• Dataset entries
********

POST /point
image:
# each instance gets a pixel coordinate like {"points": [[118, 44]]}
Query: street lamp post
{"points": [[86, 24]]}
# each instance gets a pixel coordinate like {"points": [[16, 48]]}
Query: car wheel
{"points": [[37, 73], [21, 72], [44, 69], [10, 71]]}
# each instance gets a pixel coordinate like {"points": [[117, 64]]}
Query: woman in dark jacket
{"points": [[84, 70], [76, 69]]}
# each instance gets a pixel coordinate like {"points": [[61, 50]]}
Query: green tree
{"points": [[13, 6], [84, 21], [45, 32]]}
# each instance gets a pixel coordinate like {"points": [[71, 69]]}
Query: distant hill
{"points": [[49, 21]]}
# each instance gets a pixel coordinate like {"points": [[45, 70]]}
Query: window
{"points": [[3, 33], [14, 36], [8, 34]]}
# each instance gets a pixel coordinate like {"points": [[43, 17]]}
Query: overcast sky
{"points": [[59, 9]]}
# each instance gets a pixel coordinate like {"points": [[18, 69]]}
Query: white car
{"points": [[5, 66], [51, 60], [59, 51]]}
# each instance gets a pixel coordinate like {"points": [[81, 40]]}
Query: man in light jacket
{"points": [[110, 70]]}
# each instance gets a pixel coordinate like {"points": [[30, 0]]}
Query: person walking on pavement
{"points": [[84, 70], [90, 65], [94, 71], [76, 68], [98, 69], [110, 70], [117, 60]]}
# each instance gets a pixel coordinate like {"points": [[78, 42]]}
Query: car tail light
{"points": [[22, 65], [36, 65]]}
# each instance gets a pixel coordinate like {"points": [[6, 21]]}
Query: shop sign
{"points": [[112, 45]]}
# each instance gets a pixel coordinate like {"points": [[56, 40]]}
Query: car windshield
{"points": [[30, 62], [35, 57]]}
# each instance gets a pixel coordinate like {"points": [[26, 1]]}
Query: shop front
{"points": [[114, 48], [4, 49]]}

********

Count the lines in the entries above that contain the string "light" with matching case, and give only that number.

2